- _What is expected_
Find the lines of the listing that contain the string "grass", and return them.

- _Given records_
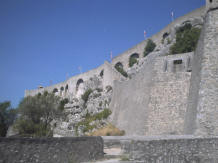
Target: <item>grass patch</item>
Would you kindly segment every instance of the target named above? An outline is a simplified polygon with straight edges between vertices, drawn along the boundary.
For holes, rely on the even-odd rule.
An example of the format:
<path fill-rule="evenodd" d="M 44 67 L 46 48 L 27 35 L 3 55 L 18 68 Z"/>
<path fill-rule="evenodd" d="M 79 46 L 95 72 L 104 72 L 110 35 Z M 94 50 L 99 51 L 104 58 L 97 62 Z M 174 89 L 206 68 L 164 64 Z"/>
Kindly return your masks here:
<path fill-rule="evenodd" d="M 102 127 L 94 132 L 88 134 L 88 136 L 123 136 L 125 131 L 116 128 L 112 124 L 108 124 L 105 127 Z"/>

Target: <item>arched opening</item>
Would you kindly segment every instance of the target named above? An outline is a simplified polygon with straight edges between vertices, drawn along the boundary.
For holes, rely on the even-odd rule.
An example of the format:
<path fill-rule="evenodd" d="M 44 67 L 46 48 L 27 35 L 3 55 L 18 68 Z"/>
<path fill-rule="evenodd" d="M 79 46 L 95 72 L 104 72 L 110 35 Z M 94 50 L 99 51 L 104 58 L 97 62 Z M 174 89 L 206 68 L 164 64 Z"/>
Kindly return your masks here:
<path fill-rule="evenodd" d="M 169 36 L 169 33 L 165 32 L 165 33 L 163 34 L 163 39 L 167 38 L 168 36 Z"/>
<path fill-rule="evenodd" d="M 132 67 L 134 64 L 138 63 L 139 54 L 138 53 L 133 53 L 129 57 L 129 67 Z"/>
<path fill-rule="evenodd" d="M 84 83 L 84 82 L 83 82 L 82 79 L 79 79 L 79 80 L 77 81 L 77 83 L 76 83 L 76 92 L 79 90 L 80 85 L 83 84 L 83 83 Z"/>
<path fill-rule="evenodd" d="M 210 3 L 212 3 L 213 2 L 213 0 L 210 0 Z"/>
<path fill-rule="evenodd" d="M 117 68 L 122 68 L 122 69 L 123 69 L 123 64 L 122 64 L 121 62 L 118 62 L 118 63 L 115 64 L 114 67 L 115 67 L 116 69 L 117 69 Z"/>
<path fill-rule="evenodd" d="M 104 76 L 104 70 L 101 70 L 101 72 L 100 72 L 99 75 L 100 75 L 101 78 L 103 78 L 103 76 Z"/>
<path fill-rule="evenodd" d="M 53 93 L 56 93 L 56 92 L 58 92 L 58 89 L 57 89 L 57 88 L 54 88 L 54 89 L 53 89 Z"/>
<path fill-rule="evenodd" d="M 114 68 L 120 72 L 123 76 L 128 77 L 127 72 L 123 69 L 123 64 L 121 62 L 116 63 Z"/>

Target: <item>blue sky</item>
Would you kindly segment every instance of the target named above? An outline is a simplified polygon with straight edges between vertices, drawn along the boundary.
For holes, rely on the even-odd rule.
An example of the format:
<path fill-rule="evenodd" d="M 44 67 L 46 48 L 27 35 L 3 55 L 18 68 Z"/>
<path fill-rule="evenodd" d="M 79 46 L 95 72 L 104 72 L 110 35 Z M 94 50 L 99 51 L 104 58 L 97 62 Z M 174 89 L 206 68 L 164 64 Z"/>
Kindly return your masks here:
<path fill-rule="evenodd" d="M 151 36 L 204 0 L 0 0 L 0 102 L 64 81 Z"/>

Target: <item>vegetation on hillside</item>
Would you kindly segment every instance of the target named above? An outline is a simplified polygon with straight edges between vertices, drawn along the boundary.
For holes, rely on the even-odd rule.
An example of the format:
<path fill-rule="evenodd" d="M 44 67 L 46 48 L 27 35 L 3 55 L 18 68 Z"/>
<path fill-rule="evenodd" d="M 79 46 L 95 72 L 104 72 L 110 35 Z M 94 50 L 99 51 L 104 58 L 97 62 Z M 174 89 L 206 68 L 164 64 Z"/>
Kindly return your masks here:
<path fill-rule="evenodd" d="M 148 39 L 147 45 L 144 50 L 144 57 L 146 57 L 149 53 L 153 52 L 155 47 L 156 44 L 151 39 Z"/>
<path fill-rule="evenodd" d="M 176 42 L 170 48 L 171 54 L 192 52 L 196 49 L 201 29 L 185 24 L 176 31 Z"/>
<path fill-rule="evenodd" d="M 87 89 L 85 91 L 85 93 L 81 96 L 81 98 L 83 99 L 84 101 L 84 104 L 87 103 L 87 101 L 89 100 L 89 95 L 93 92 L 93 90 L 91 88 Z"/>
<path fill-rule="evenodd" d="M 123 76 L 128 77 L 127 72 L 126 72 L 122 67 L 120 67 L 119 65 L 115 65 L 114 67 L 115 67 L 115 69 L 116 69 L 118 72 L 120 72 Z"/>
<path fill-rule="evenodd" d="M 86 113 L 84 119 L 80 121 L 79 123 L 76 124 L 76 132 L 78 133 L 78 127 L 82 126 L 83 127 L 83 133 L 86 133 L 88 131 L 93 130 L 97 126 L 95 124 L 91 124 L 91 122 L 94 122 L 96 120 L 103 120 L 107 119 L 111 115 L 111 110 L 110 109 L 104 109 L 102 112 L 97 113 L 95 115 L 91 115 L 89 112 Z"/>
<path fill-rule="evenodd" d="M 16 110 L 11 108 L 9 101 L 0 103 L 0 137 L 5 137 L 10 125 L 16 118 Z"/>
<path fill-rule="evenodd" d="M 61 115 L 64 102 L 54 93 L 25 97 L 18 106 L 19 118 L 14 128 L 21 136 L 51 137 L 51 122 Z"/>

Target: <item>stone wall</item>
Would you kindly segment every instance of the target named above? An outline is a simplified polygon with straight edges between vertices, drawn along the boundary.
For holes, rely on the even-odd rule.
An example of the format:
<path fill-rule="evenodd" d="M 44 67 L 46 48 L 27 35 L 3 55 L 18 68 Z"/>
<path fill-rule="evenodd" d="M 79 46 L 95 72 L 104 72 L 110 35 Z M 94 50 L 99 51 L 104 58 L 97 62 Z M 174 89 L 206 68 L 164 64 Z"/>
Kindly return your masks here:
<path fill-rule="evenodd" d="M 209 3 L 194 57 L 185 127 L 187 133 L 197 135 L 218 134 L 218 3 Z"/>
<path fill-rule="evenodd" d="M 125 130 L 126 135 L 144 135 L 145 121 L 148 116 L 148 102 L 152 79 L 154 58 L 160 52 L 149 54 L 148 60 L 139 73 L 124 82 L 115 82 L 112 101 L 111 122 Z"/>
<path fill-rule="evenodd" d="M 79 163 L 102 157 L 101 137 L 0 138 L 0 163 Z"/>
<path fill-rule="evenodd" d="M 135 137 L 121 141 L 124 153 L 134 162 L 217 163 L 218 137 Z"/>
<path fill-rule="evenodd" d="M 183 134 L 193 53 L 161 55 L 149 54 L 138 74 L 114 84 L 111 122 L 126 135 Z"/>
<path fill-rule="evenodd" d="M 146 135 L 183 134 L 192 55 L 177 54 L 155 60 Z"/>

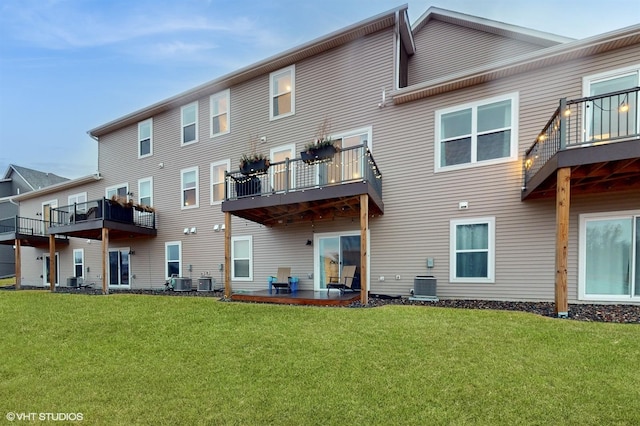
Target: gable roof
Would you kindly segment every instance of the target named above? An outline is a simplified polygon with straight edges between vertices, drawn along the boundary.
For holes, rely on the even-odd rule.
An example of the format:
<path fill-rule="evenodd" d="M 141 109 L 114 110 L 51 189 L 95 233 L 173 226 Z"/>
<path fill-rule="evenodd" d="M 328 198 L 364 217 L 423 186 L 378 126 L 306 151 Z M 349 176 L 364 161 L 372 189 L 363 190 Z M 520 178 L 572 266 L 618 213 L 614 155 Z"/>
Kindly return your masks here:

* * *

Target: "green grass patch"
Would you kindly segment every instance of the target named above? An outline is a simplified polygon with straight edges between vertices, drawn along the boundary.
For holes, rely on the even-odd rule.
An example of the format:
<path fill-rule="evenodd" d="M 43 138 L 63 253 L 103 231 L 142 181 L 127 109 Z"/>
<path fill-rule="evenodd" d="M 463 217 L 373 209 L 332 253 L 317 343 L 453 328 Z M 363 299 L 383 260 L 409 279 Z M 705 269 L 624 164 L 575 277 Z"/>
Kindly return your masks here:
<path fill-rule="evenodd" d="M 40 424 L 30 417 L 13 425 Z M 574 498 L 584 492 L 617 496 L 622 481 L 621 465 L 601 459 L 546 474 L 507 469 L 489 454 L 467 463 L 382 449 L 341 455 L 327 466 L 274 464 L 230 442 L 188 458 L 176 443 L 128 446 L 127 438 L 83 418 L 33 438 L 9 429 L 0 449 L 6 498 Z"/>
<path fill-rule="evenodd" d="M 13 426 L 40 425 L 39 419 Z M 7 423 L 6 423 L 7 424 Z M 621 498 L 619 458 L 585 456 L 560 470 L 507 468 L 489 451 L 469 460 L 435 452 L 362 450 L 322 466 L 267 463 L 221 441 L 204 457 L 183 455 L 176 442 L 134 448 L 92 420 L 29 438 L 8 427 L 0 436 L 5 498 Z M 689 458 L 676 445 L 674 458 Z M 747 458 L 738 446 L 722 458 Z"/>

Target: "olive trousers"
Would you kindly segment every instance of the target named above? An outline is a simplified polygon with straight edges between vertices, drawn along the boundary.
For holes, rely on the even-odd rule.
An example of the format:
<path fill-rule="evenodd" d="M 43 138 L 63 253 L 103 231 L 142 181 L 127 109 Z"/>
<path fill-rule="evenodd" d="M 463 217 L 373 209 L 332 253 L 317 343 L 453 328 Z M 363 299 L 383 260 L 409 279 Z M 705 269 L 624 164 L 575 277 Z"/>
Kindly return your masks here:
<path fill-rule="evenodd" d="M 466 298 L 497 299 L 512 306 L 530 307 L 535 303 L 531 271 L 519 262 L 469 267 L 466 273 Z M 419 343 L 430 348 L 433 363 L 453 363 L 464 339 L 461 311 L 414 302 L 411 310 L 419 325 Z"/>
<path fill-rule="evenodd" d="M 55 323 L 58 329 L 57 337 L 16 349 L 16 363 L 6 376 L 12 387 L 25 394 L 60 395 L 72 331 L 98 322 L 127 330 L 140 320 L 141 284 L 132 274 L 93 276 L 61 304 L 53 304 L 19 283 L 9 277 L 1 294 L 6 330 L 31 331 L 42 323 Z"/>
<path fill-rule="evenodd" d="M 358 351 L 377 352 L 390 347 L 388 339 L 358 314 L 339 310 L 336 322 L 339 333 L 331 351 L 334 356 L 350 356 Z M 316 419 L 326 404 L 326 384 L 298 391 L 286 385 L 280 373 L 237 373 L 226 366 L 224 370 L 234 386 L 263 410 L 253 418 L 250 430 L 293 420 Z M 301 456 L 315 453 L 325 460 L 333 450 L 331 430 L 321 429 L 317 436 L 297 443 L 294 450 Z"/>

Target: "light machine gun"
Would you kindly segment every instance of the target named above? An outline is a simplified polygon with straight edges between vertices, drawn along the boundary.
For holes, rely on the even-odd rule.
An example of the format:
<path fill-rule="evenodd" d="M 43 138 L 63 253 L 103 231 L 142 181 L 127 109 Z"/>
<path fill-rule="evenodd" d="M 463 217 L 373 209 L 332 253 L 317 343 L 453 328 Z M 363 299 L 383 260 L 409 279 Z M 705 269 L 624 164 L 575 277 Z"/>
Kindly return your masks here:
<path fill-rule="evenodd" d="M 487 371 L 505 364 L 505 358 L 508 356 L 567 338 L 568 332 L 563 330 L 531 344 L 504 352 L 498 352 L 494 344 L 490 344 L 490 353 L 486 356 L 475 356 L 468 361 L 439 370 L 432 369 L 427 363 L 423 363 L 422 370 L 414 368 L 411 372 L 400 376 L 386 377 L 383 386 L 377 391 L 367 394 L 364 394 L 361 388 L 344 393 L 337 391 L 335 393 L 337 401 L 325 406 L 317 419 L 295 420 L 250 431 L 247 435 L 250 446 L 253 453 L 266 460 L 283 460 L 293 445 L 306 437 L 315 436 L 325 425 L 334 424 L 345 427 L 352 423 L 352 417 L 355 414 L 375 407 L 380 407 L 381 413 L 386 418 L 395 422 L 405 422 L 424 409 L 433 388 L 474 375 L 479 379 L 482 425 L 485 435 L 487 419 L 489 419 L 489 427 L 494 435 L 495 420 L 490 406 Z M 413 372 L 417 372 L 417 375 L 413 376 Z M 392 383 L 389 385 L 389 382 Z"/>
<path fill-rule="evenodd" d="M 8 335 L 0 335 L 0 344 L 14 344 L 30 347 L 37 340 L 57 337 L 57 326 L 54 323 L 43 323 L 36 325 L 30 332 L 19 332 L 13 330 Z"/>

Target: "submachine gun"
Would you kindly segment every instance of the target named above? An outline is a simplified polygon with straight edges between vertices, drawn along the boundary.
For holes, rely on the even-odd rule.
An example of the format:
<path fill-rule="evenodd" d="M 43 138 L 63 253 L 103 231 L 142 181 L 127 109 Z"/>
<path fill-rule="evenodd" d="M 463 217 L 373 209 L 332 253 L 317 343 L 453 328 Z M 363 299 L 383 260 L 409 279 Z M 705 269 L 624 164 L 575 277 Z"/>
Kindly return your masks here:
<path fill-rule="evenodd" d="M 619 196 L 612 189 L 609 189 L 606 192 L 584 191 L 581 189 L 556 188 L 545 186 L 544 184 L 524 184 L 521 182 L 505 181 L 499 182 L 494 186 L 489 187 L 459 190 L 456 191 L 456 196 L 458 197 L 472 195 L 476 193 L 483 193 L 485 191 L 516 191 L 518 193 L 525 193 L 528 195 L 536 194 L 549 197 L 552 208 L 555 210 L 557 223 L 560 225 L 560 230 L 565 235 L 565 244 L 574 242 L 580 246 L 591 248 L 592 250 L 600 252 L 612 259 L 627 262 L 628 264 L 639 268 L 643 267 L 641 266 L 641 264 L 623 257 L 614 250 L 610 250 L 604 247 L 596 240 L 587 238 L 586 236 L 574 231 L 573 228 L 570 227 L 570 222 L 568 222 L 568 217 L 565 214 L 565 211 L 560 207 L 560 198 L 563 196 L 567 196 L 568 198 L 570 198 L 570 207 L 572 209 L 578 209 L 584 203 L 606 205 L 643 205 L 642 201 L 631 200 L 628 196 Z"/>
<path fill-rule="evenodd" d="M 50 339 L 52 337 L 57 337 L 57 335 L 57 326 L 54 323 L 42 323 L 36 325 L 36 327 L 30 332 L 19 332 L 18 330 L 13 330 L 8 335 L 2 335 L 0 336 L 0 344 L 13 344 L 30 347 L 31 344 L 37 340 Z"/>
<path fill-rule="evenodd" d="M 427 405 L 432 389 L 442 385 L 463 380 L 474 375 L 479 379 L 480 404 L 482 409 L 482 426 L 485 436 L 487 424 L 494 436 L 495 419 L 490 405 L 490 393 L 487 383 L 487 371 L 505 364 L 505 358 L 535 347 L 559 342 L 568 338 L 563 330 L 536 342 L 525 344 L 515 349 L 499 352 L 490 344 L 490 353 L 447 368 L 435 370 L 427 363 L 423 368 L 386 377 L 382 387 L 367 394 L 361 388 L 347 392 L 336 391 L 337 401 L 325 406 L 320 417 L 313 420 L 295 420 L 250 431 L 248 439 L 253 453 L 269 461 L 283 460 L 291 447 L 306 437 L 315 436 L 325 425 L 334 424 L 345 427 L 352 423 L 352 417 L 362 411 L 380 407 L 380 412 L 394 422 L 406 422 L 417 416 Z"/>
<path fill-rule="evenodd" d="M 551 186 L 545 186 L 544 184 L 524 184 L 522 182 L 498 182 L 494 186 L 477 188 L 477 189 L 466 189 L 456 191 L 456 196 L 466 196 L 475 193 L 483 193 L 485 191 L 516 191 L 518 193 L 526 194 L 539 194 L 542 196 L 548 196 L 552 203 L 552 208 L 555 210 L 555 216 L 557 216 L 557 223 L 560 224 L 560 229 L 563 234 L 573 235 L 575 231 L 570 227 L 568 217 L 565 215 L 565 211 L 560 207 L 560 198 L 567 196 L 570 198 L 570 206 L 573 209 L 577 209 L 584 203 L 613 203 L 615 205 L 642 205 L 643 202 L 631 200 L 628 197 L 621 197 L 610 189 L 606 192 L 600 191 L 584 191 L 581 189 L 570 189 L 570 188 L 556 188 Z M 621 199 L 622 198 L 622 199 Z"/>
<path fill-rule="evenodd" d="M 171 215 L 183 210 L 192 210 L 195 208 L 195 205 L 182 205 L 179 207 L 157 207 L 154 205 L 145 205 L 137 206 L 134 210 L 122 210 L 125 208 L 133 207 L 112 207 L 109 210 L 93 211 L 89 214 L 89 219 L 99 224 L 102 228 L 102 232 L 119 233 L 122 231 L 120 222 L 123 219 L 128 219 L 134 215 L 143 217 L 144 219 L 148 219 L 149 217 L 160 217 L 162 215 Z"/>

- _Problem solution_
Target: <item>grass patch</item>
Target: "green grass patch"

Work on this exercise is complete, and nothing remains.